-------- Supplied entries
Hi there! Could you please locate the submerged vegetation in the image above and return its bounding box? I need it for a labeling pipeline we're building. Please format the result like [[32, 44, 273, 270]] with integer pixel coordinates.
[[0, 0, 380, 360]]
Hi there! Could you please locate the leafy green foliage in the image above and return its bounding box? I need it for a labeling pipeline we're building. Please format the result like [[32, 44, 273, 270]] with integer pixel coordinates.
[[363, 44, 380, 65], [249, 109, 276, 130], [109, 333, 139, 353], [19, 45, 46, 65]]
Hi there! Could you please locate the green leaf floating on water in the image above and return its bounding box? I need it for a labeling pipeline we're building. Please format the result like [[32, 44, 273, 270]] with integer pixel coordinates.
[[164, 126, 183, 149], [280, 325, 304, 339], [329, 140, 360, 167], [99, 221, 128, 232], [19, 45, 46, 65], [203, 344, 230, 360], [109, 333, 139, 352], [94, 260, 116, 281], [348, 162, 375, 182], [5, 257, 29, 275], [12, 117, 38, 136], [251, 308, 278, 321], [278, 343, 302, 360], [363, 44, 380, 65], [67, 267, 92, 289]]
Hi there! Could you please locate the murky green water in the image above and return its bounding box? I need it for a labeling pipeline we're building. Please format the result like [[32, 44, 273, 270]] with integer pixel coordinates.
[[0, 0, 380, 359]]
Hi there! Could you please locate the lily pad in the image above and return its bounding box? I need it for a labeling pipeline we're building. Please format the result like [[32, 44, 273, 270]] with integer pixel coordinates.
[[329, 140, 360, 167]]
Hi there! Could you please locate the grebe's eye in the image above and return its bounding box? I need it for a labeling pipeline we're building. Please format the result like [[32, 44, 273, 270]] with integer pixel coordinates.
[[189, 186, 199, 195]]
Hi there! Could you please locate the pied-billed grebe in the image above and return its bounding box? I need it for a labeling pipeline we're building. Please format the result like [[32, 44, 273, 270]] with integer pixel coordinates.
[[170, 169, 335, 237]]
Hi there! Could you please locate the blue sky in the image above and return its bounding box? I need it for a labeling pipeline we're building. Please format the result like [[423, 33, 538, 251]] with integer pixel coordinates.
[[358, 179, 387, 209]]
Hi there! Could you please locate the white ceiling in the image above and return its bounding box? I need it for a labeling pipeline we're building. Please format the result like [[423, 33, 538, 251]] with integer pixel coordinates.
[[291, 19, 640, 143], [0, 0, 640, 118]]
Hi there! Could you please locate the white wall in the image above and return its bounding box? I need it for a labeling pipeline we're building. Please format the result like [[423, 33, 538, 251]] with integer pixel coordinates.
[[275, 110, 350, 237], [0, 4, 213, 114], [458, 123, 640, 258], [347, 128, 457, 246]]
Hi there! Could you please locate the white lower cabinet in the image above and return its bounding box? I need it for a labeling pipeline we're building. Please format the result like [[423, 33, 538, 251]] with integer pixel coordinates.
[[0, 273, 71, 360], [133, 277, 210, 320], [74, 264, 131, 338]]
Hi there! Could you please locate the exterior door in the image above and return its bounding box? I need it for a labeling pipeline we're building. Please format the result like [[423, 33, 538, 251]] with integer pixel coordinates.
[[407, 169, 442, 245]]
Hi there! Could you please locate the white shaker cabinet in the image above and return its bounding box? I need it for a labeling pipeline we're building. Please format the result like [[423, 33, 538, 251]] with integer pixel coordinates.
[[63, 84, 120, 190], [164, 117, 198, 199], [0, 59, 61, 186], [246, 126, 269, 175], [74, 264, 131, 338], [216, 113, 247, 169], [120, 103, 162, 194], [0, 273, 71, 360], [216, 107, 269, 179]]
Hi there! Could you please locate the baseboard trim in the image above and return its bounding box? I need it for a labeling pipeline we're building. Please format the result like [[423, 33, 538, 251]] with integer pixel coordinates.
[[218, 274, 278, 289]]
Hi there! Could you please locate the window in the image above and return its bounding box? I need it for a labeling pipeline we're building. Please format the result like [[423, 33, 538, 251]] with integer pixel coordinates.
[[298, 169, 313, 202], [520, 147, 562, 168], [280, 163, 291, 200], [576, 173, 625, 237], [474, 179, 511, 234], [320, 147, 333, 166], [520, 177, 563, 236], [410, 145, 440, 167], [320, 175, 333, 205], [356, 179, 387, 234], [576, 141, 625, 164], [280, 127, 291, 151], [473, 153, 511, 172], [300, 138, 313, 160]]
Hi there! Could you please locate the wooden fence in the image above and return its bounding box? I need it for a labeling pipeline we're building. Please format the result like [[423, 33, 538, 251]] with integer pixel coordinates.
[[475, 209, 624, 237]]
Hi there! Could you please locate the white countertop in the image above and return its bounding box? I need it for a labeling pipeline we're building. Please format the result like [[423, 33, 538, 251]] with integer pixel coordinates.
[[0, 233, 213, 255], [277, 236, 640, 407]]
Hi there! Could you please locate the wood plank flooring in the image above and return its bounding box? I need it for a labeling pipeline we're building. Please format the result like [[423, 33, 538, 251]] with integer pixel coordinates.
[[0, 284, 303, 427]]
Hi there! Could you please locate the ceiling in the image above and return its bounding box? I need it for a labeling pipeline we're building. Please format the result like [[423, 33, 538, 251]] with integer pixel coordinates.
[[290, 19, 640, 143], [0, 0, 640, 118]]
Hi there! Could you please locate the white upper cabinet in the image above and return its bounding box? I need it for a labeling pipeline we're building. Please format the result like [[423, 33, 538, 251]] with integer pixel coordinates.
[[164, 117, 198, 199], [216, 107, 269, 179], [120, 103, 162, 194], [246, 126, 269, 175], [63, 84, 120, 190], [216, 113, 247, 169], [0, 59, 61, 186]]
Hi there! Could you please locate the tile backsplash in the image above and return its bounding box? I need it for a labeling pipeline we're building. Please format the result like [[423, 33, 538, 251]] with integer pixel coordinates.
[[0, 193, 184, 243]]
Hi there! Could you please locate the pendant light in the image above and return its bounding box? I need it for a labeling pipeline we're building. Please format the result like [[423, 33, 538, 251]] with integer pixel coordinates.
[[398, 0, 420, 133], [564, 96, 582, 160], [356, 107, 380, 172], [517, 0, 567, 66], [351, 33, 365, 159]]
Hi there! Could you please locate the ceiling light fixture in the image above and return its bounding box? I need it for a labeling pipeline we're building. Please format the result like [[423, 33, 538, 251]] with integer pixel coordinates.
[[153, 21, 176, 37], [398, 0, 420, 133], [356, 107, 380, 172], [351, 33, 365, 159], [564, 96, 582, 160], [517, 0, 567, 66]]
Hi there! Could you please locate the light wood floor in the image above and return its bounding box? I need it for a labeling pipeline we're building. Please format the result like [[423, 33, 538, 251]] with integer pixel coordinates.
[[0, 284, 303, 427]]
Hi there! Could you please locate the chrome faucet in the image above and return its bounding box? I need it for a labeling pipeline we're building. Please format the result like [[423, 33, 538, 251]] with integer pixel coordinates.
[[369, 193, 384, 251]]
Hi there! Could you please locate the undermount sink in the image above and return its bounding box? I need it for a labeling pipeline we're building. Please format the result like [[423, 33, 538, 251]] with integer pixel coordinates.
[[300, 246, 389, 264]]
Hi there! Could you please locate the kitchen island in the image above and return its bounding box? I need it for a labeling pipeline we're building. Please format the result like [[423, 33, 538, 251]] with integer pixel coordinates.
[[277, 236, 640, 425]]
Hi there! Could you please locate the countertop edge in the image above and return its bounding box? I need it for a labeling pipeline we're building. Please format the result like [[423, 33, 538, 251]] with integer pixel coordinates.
----------------
Arrange every line of the records above as a Markdown table with the columns "Row" and "Text," numbering the rows in order and skipping any blank lines.

• _Worked solution_
| Row | Text |
|---|---|
| 1 | Hi there! Could you please locate the submerged vegetation in the image above and return its bounding box? I need it for a labeling pipeline we're building. Please format the result like [[32, 44, 273, 270]] with integer pixel coordinates. |
| 2 | [[0, 0, 380, 360]] |
| 3 | Hi there! Could you please locate the leafy green foliage in the image above and return its bounding box? I need it for a labeling pipeline we're building. Please format the result like [[32, 44, 273, 270]] with integer pixel coordinates. |
| 4 | [[363, 44, 380, 65], [249, 109, 276, 130], [109, 333, 139, 353], [19, 45, 46, 65]] |
| 5 | Hi there! Could you please locate the green leaf floating on water in the image above and return its bounding box? I need it for a labeling pipeline we're building. Please format the result like [[32, 44, 273, 270]] with integer pixel coordinates. |
| 6 | [[164, 126, 183, 149], [280, 325, 304, 339], [329, 140, 360, 167], [99, 221, 128, 232], [19, 45, 46, 65], [203, 344, 230, 360], [109, 333, 139, 352], [94, 260, 116, 281], [348, 162, 375, 182], [5, 257, 29, 275], [12, 117, 38, 136], [251, 308, 278, 321], [278, 343, 302, 360], [363, 44, 380, 65], [67, 267, 92, 289]] |
| 7 | Hi there! Could you please locate the murky green water in the image above and return its bounding box? I need it for a labeling pipeline we're building. Please format the result like [[32, 44, 273, 270]] with integer pixel coordinates. |
| 8 | [[0, 0, 380, 359]] |
| 9 | Hi there! Could you please locate the lily pad in the image above and return its bounding box? I need it for a labeling pipeline we're building. Please format the result like [[32, 44, 273, 270]] with integer pixel coordinates. |
| 10 | [[329, 140, 360, 167]] |
| 11 | Hi there! Could you please locate the grebe's eye in the image above and return its bounding box? I need it for a labeling pipeline we're building. Please format the result like [[32, 44, 273, 270]] with integer pixel coordinates. |
| 12 | [[189, 186, 199, 195]] |
| 13 | Hi there! Could you please locate the pied-billed grebe in the image above and return its bounding box? I need it for a labeling pipeline we're building. Please format the result like [[32, 44, 273, 270]] with integer pixel coordinates. |
| 14 | [[170, 169, 335, 237]] |
| 15 | Hi there! Could you please locate the blue sky in the image above and return its bounding box? I need it for a labeling pipeline we're building. Please format the result like [[423, 33, 538, 251]] with integer pixel coordinates. |
| 16 | [[358, 179, 387, 209]] |
| 17 | Hi there! Could you please locate the white ceiling in the image above and return its bounding box? I need it for a labeling pipeline we're building. Please format the result like [[423, 33, 538, 251]] with integer pixel coordinates. |
| 18 | [[291, 19, 640, 143], [0, 0, 640, 118]] |
| 19 | Hi there! Could you please locate the white wall in the image above and return its bounding box? I need it for a labeling pipeline we're building. Please format the result like [[423, 33, 538, 251]] with integer pixel coordinates. |
| 20 | [[275, 110, 350, 237], [0, 4, 213, 114], [458, 123, 640, 258], [347, 128, 457, 246]] |
| 21 | Hi there! Could you please locate the white lower cabinet in the image above and return its bounding box? I need it for a labeling pipeline we're building. Please format the result like [[423, 33, 538, 251]] with integer pixel coordinates. |
| 22 | [[0, 273, 71, 360], [133, 277, 210, 320], [74, 264, 131, 338]] |
| 23 | Hi there! Could you please locate the exterior door in the image above and return its bounding box? I need it for a labeling pipeline we're building. Please format the result like [[423, 33, 538, 251]] with integer pixel coordinates. |
| 24 | [[407, 169, 442, 245]] |
| 25 | Hi there! Could you please locate the white shaker cabinet in the image above and return its bounding box? I need it for a labeling pipeline we're building. Please format the result like [[423, 33, 538, 251]] with integer pixel coordinates. |
| 26 | [[63, 84, 120, 190], [164, 117, 198, 199], [0, 59, 61, 186], [246, 126, 269, 175], [74, 264, 131, 338], [216, 113, 247, 169], [120, 103, 162, 194], [0, 273, 71, 360], [216, 107, 269, 179]] |
| 27 | Hi there! Could you please locate the baseboard trim in the image above and return its bounding box? I need it for a labeling pipeline we're building. Please format the result like [[423, 33, 538, 251]] with integer pixel coordinates. |
| 28 | [[218, 274, 278, 289]] |
| 29 | Hi there! Could you please locate the window in the image above and return its bounding box? I need it for a labeling pipeline we're building. Please format the result like [[423, 33, 538, 251]] with integer pixel coordinates. |
| 30 | [[298, 169, 313, 202], [520, 147, 562, 168], [280, 163, 291, 200], [576, 173, 625, 237], [474, 179, 511, 234], [320, 147, 333, 166], [520, 177, 563, 236], [410, 145, 440, 167], [320, 175, 333, 205], [356, 179, 387, 234], [576, 141, 625, 164], [280, 127, 291, 151], [473, 153, 511, 172], [300, 138, 313, 160]] |
| 31 | Hi there! Could you please locate the wooden fence in the image above and return its bounding box? I need it for a labeling pipeline we're building. Please format the result like [[423, 33, 538, 251]] with integer pixel coordinates. |
| 32 | [[475, 209, 624, 237]] |
| 33 | Hi there! Could you please locate the white countertop in the image above and return its bounding box? I need it for a labeling pipeline we're building. Please format the result like [[423, 33, 538, 251]] with integer pixel coordinates. |
| 34 | [[0, 233, 213, 255], [277, 236, 640, 407]] |
| 35 | Hi there! Could you please locate the wood plank flooring in the image above and return its bounding box? I need it for a labeling pipeline we're building. Please format the result like [[423, 33, 538, 251]] with integer pixel coordinates. |
| 36 | [[0, 284, 303, 427]] |
| 37 | Hi there! Could you please locate the ceiling in the image above and return its bounding box? I need it for a labeling pipeline we're building. Please format the result like [[423, 33, 538, 251]] with integer pixel coordinates. |
| 38 | [[290, 19, 640, 143], [0, 0, 640, 118]] |
| 39 | Hi there! Could you please locate the white upper cabinet in the image above and return its bounding box? I need it for a labeling pipeline we're building. Please format the result like [[423, 33, 538, 251]] with integer pixel coordinates. |
| 40 | [[164, 117, 198, 199], [216, 107, 269, 179], [120, 103, 162, 194], [246, 126, 269, 175], [63, 84, 120, 190], [216, 113, 247, 169], [0, 59, 61, 186]] |
| 41 | Hi there! Could you please locate the tile backsplash in the image above and return its bounding box? I need it for a labeling pipeline we're building. Please format the result like [[423, 33, 538, 251]] with integer pixel coordinates. |
| 42 | [[0, 193, 184, 243]] |
| 43 | Hi there! Could you please locate the pendant light in the image above and return its bounding box? I need it for a labeling pipeline we're building. Please format the result like [[423, 33, 538, 251]] with integer pixel coordinates. |
| 44 | [[398, 0, 420, 133], [564, 96, 582, 160], [356, 107, 380, 172], [517, 0, 567, 66], [351, 33, 365, 159]] |
| 45 | Hi there! Could you please locate the ceiling light fixture in the image above and return its bounding box? I need it for a labeling pipeline we're building. Please format the result like [[423, 33, 538, 251]] with integer pixel coordinates. |
| 46 | [[153, 21, 176, 37], [398, 0, 420, 133], [356, 107, 380, 172], [351, 33, 365, 159], [564, 96, 582, 160], [517, 0, 567, 66]] |
| 47 | Hi there! Could you please locate the light wood floor in the image above and return its bounding box? I need it for a labeling pipeline we're building. Please format the result like [[423, 33, 538, 251]] with integer pixel coordinates. |
| 48 | [[0, 284, 303, 427]] |
| 49 | Hi there! Could you please locate the chrome faucet in the image above and return its bounding box? I need it for a labeling pipeline we're building. Please format the result like [[423, 33, 538, 251]] with integer pixel coordinates. |
| 50 | [[369, 193, 384, 251]] |
| 51 | Hi there! Could you please locate the undermount sink in the image above and return its bounding box? I need it for a labeling pipeline we're building. Please format the result like [[423, 33, 538, 251]] with integer pixel coordinates. |
| 52 | [[300, 246, 389, 264]] |
| 53 | Hi there! Could you please locate the kitchen island in the image above and return its bounding box? I need it for a labeling pipeline we're building. Please format the result like [[423, 33, 538, 251]] with integer pixel coordinates. |
| 54 | [[277, 236, 640, 425]] |
| 55 | Hi there! Could you please locate the countertop edge in the image above and return its bounding box? I need it for a labeling pipeline we're building. Please format the result like [[423, 33, 538, 251]] with integer pixel coordinates. |